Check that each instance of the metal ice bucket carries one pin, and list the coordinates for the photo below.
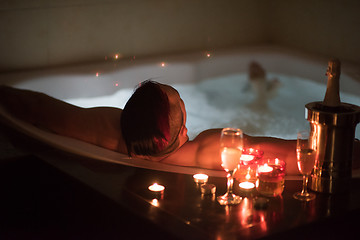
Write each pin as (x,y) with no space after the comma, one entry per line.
(332,130)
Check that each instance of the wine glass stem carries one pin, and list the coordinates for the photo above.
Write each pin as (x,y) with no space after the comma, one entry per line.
(305,182)
(230,182)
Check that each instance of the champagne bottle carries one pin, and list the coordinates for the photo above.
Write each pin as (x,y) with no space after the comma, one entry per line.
(332,97)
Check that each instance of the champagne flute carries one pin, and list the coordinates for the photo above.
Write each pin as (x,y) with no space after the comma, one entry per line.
(305,154)
(231,146)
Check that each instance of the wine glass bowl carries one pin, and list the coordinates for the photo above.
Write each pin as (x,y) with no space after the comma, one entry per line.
(306,157)
(231,147)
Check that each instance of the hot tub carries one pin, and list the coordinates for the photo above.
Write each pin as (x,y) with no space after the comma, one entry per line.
(213,85)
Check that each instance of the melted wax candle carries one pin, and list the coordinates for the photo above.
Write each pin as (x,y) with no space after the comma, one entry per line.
(271,178)
(156,187)
(200,178)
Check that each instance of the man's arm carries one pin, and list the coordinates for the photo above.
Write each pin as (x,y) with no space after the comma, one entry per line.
(99,126)
(204,151)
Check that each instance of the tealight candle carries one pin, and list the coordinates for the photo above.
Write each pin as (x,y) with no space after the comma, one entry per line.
━━━━━━━━━━━━━━━━━━━━
Activity:
All records, pictures excluded: copy them exactly.

Task result:
Check that each instance of the metal ice bucket carries one pin, and list the coordinates for the photo below.
Write each pin as (x,y) with no space after the comma, one entry per line.
(332,130)
Check that each instance of the wine glass stem carries one pin, and list the coordinates for the photo above.
Write each pin as (x,y) with no space after the comma, one entry per line.
(305,182)
(230,182)
Check that each instance of the champagne bottle carries one pin, and list the coordinates for the photo above.
Write each pin as (x,y) with no space after the comma, one entry per line.
(332,97)
Check that each instance of the champagne flute carries one pin, and list the coordinates for the photo above.
Write each pin as (x,y) with no space after the comma, one entry per line.
(305,154)
(231,146)
Check that each instance of the wine glass bowl carries one pin, and list the coordinates for the photo above.
Write each pin as (x,y) with no space after the comma, one entry per line.
(306,157)
(231,147)
Check that each instance of the hot tub carries one pin, and list the coordinates for the photo above.
Write each pin as (x,y) with no space after the comma, one entry per line.
(213,85)
Check that each instance of the melted wax candle carries one pin, and list the coordinates for the photo above.
Write each pin as (x,y) with no space after the comma, one entry per line.
(271,178)
(156,187)
(200,178)
Check that each instance of the man's arm carries one pin, and list the coordinates for the photo above.
Write each pin as (x,y) with no space after the comma, one entry per line.
(99,126)
(204,151)
Check that each instance of the tealight candle carries one pin, and list the coordinates for the photo above.
Write each pin as (x,y) with no space after the comma, one entry per line.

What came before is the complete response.